(Collection entries)
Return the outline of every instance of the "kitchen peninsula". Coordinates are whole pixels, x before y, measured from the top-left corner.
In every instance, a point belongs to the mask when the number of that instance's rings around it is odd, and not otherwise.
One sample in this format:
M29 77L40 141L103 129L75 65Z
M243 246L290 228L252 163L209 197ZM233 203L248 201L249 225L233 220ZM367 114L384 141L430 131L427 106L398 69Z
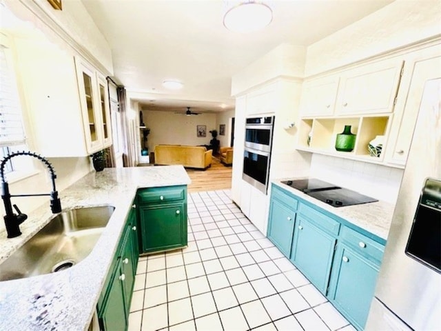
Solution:
M1 329L88 330L137 189L189 183L181 166L107 168L92 172L61 191L63 210L112 205L114 212L93 250L77 265L57 273L0 282ZM28 214L21 236L7 239L6 231L0 232L0 263L52 217L45 205Z

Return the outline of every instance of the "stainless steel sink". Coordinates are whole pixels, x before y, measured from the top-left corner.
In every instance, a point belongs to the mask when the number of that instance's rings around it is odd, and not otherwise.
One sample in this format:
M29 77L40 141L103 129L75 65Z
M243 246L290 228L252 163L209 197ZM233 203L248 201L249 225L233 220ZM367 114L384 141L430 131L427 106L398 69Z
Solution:
M0 281L57 272L81 261L92 252L113 206L66 210L0 264Z

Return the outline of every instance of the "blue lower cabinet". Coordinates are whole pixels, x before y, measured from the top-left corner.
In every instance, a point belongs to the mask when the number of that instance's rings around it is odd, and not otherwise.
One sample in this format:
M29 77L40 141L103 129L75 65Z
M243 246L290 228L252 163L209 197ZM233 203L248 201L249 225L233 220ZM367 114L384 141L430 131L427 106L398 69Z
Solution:
M295 211L278 200L273 199L271 201L267 237L288 259L291 254L295 218Z
M298 215L291 261L326 295L336 239Z
M334 257L328 299L358 330L363 330L380 266L342 244Z

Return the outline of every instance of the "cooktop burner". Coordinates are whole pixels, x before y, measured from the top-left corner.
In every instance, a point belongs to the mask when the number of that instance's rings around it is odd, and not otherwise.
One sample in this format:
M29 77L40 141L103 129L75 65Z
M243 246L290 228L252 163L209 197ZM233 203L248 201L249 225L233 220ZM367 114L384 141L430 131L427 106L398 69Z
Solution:
M315 178L285 181L282 183L334 207L358 205L378 201L358 192L336 186Z

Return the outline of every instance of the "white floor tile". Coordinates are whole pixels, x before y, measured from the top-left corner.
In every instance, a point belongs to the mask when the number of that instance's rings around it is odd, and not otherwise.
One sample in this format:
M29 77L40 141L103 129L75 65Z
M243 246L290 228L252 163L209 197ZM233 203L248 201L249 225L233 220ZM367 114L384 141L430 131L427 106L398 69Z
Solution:
M305 330L327 330L326 324L312 309L298 312L294 315Z
M273 285L266 278L253 281L251 283L259 298L263 298L276 293Z
M230 269L234 269L235 268L239 268L239 263L237 263L234 257L227 257L219 259L222 268L224 270L229 270Z
M224 310L239 304L232 288L226 288L214 291L213 297L214 297L216 306L218 311Z
M297 270L286 272L285 275L295 288L310 283L303 274Z
M291 290L294 288L291 282L288 281L288 279L283 274L269 276L268 280L278 292Z
M265 274L262 272L257 264L252 264L243 268L248 280L254 281L265 277Z
M248 323L239 307L220 312L219 315L225 330L245 331L249 329Z
M340 329L349 323L330 302L318 305L314 310L331 330Z
M193 310L190 298L169 302L168 319L170 325L193 319Z
M240 268L227 270L225 274L227 274L227 278L228 278L229 284L232 286L248 281L247 276Z
M271 321L271 318L259 300L244 303L240 307L252 329Z
M147 308L143 312L143 331L153 331L167 326L167 304Z
M192 305L193 305L193 313L194 314L195 319L217 311L216 309L216 305L214 304L213 294L209 292L203 294L192 296L191 299Z
M295 288L280 294L293 314L309 308L308 303Z
M167 287L165 285L145 290L144 293L144 308L165 303L167 302Z
M267 297L261 301L273 321L291 315L291 311L278 294Z
M142 310L144 308L144 290L134 291L130 303L130 312Z
M209 285L206 276L193 278L188 280L190 294L196 295L209 292Z
M202 262L185 265L185 271L187 272L187 278L189 279L205 274Z
M148 281L148 274L147 281ZM167 282L173 283L174 281L183 281L185 279L185 268L183 265L180 267L167 268Z
M194 321L189 321L188 322L181 323L168 328L169 331L196 331L194 326Z
M195 320L198 331L223 331L220 319L217 312L199 317Z
M327 302L327 300L322 294L312 284L305 285L301 286L297 289L300 294L308 301L311 307L314 307L324 302Z
M209 274L207 278L212 291L229 286L228 279L224 272Z
M129 326L128 331L140 331L141 324L143 321L143 312L131 312L129 314Z
M303 331L302 326L298 323L296 317L292 315L276 321L274 324L278 331Z
M233 286L233 291L239 303L245 303L258 299L254 289L249 283L244 283L243 284Z
M176 281L167 284L167 296L169 301L189 297L187 281Z
M205 261L203 262L203 265L207 274L219 272L223 270L220 261L217 259L216 260Z

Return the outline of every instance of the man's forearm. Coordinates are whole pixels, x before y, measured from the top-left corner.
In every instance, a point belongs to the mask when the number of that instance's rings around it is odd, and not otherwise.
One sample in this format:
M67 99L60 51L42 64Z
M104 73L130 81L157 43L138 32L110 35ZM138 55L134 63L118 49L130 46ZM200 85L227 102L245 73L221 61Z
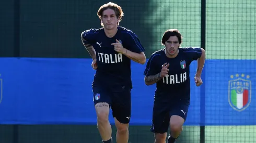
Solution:
M201 57L197 59L197 68L196 69L196 73L195 76L201 76L203 68L204 66L205 61L205 51L204 49L202 49Z
M87 45L85 45L85 48L87 50L88 52L91 55L91 58L94 60L96 58L96 52L95 51L95 49L94 47L90 44L88 44Z
M159 73L154 75L145 76L144 81L146 85L150 85L158 82L161 79L162 79L162 77L160 76L160 73Z
M132 52L126 49L124 49L124 51L123 54L135 62L141 64L144 64L146 62L146 56L145 56L144 53L138 54Z

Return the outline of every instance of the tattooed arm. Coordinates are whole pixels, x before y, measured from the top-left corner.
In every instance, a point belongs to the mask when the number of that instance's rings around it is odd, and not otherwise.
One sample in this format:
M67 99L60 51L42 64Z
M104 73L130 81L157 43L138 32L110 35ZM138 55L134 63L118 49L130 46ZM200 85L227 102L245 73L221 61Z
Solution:
M91 58L94 60L96 59L96 52L94 47L90 44L88 46L85 45L85 48L87 50L88 52L91 55Z
M145 76L144 81L146 85L150 85L158 82L159 81L161 80L161 79L162 79L161 74L160 73L158 73L154 75Z
M94 47L91 45L91 44L89 43L83 36L83 33L81 34L81 39L83 42L83 44L85 46L85 48L87 50L88 52L90 54L91 57L91 58L94 60L96 59L96 52L95 51L95 49Z

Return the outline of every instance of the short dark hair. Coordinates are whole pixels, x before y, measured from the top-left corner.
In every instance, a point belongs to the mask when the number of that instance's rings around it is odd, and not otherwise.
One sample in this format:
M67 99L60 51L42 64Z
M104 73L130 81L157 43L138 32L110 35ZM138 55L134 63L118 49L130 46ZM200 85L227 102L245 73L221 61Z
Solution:
M117 4L111 2L109 2L106 4L102 5L99 9L97 15L100 19L102 20L101 19L102 18L103 11L108 9L111 9L114 10L117 17L118 18L120 18L120 22L124 16L124 13L122 10L122 8ZM118 23L118 25L119 24L119 22Z
M162 37L162 44L165 45L165 42L167 41L170 36L176 36L179 40L179 43L181 44L182 43L182 36L181 34L180 34L180 31L176 29L172 29L166 30L164 33Z

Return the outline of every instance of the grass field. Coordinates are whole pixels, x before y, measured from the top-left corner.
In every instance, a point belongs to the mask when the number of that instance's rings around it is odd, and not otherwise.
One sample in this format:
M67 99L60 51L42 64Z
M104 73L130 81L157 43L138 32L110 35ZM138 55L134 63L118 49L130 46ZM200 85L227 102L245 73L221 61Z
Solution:
M187 126L183 131L180 142L199 142L199 127ZM205 127L205 143L256 142L255 133L256 126L207 126Z

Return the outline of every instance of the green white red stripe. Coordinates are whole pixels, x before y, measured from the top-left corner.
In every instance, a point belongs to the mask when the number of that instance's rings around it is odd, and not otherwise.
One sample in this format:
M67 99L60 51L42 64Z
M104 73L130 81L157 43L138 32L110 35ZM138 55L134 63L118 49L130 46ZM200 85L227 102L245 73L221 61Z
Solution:
M241 93L237 93L236 89L231 90L231 101L237 109L243 108L248 102L249 91L244 89Z

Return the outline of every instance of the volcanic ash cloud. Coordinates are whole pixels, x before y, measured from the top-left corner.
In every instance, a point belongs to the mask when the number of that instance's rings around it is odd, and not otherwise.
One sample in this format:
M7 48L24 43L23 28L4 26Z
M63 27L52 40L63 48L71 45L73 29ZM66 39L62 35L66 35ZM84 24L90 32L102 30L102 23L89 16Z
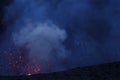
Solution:
M58 69L58 66L63 69L64 65L60 64L67 55L62 42L66 37L63 29L51 23L27 23L19 32L13 34L14 43L26 47L30 51L29 59L40 64L45 70L48 65L54 70Z

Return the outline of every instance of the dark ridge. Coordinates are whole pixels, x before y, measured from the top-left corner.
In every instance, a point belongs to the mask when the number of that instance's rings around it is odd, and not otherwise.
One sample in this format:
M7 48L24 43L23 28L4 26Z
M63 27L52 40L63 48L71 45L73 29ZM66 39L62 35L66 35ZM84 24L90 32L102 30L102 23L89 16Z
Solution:
M120 62L32 76L1 76L0 80L120 80Z

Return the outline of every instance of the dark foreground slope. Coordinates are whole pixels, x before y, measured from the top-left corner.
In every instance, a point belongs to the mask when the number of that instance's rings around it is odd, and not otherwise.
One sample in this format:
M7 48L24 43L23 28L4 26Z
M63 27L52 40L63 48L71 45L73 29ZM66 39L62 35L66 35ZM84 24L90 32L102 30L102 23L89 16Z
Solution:
M0 77L0 80L120 80L120 62L71 69L50 74Z

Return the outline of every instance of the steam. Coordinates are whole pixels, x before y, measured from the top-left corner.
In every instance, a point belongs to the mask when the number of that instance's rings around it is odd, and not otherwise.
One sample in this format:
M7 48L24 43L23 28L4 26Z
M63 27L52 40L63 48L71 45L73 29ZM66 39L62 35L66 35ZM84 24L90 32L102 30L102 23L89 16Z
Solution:
M43 72L119 61L119 1L98 1L14 0L5 21Z

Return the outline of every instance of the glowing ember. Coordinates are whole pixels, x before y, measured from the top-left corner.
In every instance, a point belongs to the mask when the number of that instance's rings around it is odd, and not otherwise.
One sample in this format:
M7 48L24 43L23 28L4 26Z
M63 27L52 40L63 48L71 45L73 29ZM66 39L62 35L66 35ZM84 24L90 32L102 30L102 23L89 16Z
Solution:
M31 76L31 74L30 74L30 73L28 73L28 74L27 74L27 76Z

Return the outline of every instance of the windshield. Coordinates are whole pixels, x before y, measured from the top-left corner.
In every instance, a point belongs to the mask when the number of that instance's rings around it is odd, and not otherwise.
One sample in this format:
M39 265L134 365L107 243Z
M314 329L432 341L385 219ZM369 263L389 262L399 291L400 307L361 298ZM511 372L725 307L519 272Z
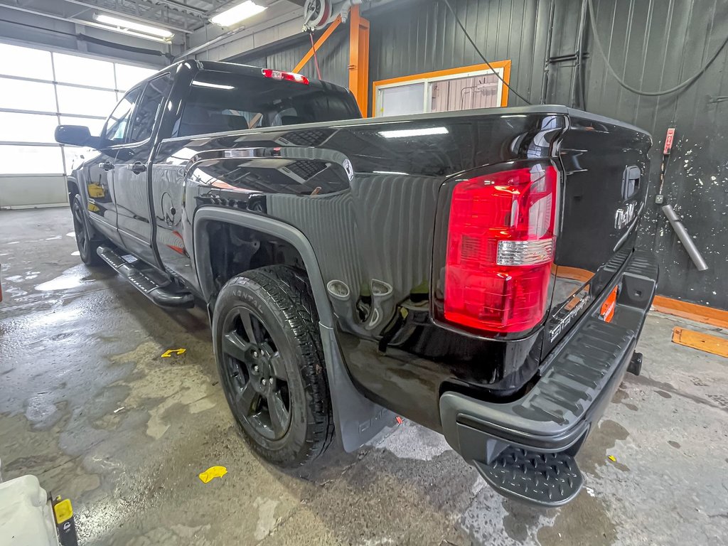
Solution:
M173 135L361 117L349 94L323 85L202 71L192 82Z

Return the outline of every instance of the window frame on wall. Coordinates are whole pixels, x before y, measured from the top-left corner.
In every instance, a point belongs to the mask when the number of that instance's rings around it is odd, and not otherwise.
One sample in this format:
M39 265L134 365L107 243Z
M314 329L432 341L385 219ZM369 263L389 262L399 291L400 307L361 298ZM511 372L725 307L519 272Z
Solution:
M134 86L128 86L128 89L125 88L125 86L120 82L119 76L122 75L122 79L124 80L123 83L127 83L130 80L130 69L132 68L141 68L143 70L150 71L146 75L140 80L141 82L149 79L155 72L159 70L157 67L145 66L143 63L135 63L133 62L123 62L122 60L113 60L106 58L103 58L98 55L83 55L77 52L68 51L66 50L60 48L53 48L53 47L36 47L33 44L28 44L23 43L20 41L16 41L13 40L2 40L0 41L0 47L8 46L10 47L19 47L25 50L26 51L35 52L34 53L29 54L31 56L36 55L38 59L43 59L46 57L48 60L48 66L46 68L45 73L44 74L35 74L36 77L28 77L27 76L19 75L19 71L15 66L12 63L9 63L9 70L7 71L4 70L4 67L0 66L0 81L5 80L12 80L19 82L28 82L30 84L44 84L47 85L52 91L52 98L49 101L48 104L41 104L41 108L39 109L37 106L33 108L34 104L24 104L22 106L29 106L30 108L13 108L15 105L10 104L8 106L7 103L0 101L0 113L6 114L23 114L30 116L47 116L55 119L55 125L61 124L63 122L66 124L72 122L72 120L78 119L81 122L81 124L87 124L89 121L93 120L95 122L100 122L102 123L105 122L106 119L108 117L108 112L111 111L114 108L114 105L118 103L118 101L122 98L122 96L125 95L129 89ZM68 77L63 77L61 76L59 79L59 75L58 74L58 70L56 67L56 60L57 56L61 55L60 58L68 60L67 58L78 58L82 60L89 60L91 61L97 61L104 63L106 65L110 66L110 76L113 76L114 84L113 87L99 87L98 84L88 84L79 83L77 81L71 82L71 79ZM119 71L119 69L121 71ZM30 73L29 73L30 74ZM41 76L41 77L37 77L37 76ZM108 79L108 83L111 83L111 79ZM107 94L114 94L114 104L109 106L108 111L104 111L103 115L100 115L100 111L98 114L93 114L89 115L85 111L84 113L76 113L75 111L76 108L75 107L66 108L63 110L61 108L61 103L63 102L60 100L59 90L65 91L66 89L75 89L79 91L84 92L103 92ZM40 87L38 87L40 89ZM108 95L109 98L111 95ZM50 95L48 97L50 99ZM50 102L52 102L52 108L50 107ZM64 106L64 108L66 106ZM25 135L23 135L25 136ZM66 153L66 149L74 149L74 146L66 146L57 143L55 140L51 141L48 139L47 135L41 135L36 139L33 139L28 141L25 139L13 139L13 140L0 140L0 146L8 146L7 149L9 149L10 146L21 146L21 147L28 147L28 146L36 146L36 147L47 147L47 148L54 148L57 150L58 153L60 154L59 157L59 165L61 165L60 172L32 172L31 170L24 170L23 172L2 172L0 169L0 176L7 177L23 177L23 176L64 176L66 173L70 171L68 156Z
M432 72L423 72L411 76L402 76L397 78L389 78L389 79L381 79L374 82L372 84L372 107L371 114L373 117L384 116L383 111L378 110L377 105L381 105L383 102L382 91L386 89L393 87L401 87L406 85L415 84L424 84L422 86L422 105L423 113L427 114L432 111L432 93L430 91L431 84L437 82L443 82L451 79L458 79L459 78L472 77L477 76L486 76L488 74L497 74L503 79L507 84L510 84L510 67L511 61L499 60L490 63L493 70L486 63L470 65L469 66L462 66L455 68L448 68L446 70L438 70ZM499 99L500 107L508 106L508 87L504 85L503 82L498 79L498 98Z

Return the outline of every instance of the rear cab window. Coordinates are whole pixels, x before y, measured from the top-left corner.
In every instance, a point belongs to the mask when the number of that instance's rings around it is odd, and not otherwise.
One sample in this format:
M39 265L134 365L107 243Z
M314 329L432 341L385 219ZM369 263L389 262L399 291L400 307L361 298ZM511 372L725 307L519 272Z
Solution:
M356 102L326 84L306 84L204 70L190 86L173 136L361 117Z

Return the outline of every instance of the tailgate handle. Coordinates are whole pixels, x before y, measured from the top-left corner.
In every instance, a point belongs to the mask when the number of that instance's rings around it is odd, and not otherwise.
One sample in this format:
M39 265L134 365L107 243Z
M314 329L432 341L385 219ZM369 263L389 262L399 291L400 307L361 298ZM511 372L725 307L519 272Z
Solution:
M631 165L625 169L622 179L622 197L625 201L639 191L639 179L641 175L638 167Z

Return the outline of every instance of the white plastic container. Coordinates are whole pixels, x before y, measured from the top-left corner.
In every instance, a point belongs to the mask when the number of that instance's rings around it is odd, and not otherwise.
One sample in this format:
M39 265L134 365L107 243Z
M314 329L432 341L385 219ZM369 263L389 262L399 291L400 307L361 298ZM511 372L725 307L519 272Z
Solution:
M35 476L0 483L0 546L58 546L48 494Z

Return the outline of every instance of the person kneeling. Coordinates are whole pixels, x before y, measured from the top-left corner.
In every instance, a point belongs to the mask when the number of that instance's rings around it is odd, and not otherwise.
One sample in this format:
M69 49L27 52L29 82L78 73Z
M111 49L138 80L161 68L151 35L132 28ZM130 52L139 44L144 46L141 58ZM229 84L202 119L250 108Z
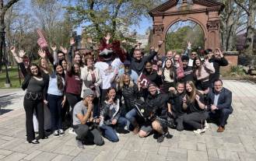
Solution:
M93 128L94 123L100 120L93 119L93 91L90 89L83 90L83 100L78 102L74 107L73 125L77 134L75 138L78 149L83 149L82 139L87 136L97 145L103 145L104 141L99 131Z
M112 142L119 141L120 134L115 131L116 127L125 126L127 121L126 118L120 117L121 107L119 107L116 93L115 88L108 88L105 101L102 103L100 109L100 128L102 135Z
M223 81L216 79L213 82L213 87L208 94L208 112L210 121L219 118L219 126L217 132L223 132L225 130L226 121L233 112L231 107L232 92L223 87Z
M159 118L163 121L160 121L157 119L156 121L152 121L152 119L154 119L152 117L146 118L146 121L142 124L139 135L141 138L144 138L149 135L153 130L156 130L160 135L157 142L163 142L164 139L163 128L166 128L166 124L163 124L163 122L166 122L167 118L167 102L169 102L170 99L177 96L177 91L174 87L170 87L170 93L165 94L161 93L157 91L156 85L153 82L149 82L148 89L149 91L149 95L146 100L146 107L148 107L148 108L154 109L154 117L159 117Z

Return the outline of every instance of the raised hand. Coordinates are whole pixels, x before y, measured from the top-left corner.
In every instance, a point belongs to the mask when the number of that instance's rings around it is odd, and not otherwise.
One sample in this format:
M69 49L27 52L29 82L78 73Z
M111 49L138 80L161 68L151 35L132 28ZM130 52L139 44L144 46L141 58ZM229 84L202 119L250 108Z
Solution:
M176 93L175 88L174 87L172 87L172 86L169 88L169 90L168 91L170 92L170 93Z
M11 50L12 54L15 54L15 47L13 47L13 46L11 47L10 50Z
M122 45L123 46L126 46L126 40L122 40Z
M187 102L186 95L184 96L184 97L182 98L182 101L183 101L184 103L186 103L186 102Z
M200 99L200 96L199 96L198 95L195 95L195 100L196 100L197 101L198 101L199 99Z
M45 58L45 51L44 51L42 49L38 50L38 54L40 56L40 58Z
M157 75L162 75L162 73L163 73L163 69L161 68L159 68L157 70Z
M188 42L188 48L191 48L191 42L189 42L189 41Z
M75 41L74 40L74 38L73 37L70 38L70 46L72 46L75 43Z
M60 50L65 54L67 54L68 51L66 48L64 48L63 47L60 46Z
M160 47L163 44L163 41L159 41L158 42L158 47Z
M51 50L54 52L57 49L56 46L54 44L51 46Z
M20 50L19 51L19 57L23 57L26 54L26 52L24 52L24 50Z
M92 40L92 37L88 37L88 43L89 44L93 44L93 40Z

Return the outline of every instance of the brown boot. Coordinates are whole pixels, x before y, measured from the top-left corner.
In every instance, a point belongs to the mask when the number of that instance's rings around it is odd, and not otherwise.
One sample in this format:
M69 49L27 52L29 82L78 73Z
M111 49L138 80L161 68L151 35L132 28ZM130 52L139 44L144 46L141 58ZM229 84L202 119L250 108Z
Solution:
M225 130L225 126L223 128L221 125L219 125L217 132L223 132Z
M134 130L133 130L132 135L137 135L139 131L139 127L136 121L136 119L135 119L132 122L131 122L131 124L134 126Z

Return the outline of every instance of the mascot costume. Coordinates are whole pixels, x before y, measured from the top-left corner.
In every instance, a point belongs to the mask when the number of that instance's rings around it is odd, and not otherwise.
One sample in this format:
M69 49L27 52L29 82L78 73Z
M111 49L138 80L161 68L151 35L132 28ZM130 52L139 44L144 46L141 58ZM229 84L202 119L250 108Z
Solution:
M98 49L98 58L95 67L100 71L102 79L100 85L101 101L104 101L107 90L111 86L115 87L116 83L110 84L110 79L114 76L114 72L119 69L120 66L126 59L126 56L120 47L119 40L114 40L112 46L107 44L104 39L101 40L101 46ZM116 54L119 58L116 58Z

> _EXERCISE AIM_: Could you give the entries again from the line with "Return the outline of every instance of the raised" up to and including the line with "M134 130L133 130L132", swapping "whole pixels" for "integer pixels" and leaving everything else unchanged?

> _FINISHED EXERCISE_:
Return the outline of every instance of the raised hand. Coordinates are integer pixels, x before y, measured from the top-left corner.
In every instance, a point belongs to the mask when the number of that instance's rings around it is odd, and not otherwise.
One sample in this format:
M69 49L27 52L29 82L78 73Z
M111 49L138 80L161 68L151 35L132 28ZM130 52L139 44L144 46L141 58ZM229 84L202 119L250 108Z
Solution:
M176 93L175 88L174 87L172 87L172 86L169 88L169 90L168 91L170 92L170 93Z
M11 50L12 54L15 54L15 47L13 47L13 46L11 47L10 50Z
M122 45L123 46L126 46L126 40L122 40Z
M187 102L186 95L184 96L184 97L182 98L182 101L183 101L184 103L186 103L186 102Z
M200 99L200 96L199 96L198 95L195 95L195 100L196 100L197 101L198 101L199 99Z
M45 58L45 51L44 51L42 49L38 50L38 54L40 56L40 58Z
M157 75L162 75L162 73L163 73L163 69L161 68L159 68L157 70Z
M188 42L188 48L191 48L191 42L189 42L189 41Z
M75 41L74 40L74 38L73 37L70 38L70 46L72 46L75 43Z
M60 50L65 54L67 54L68 51L66 48L64 48L63 47L60 46Z
M160 47L163 44L163 41L159 41L158 42L158 47Z
M51 50L54 52L57 49L56 46L54 44L51 46Z
M20 50L19 51L19 57L23 57L26 54L26 52L24 52L24 50Z
M92 40L92 37L88 37L88 43L89 44L93 44L93 40Z

Return the outline of every instance of the brown boot. Coordinates are integer pixels, x before y, measured from the top-left corner.
In every instance, a point belongs to the mask when the number of that instance's rings around it is odd, and not otherwise.
One sample in this format:
M69 49L27 52L29 82L78 73Z
M111 49L138 80L161 68L151 35L132 28ZM130 52L139 44L144 46L141 58ZM229 84L202 119L250 108Z
Solution:
M225 130L225 126L223 128L221 125L219 125L217 132L223 132Z
M134 130L133 130L132 135L137 135L139 131L139 127L136 121L136 119L135 119L132 122L131 122L131 124L134 126Z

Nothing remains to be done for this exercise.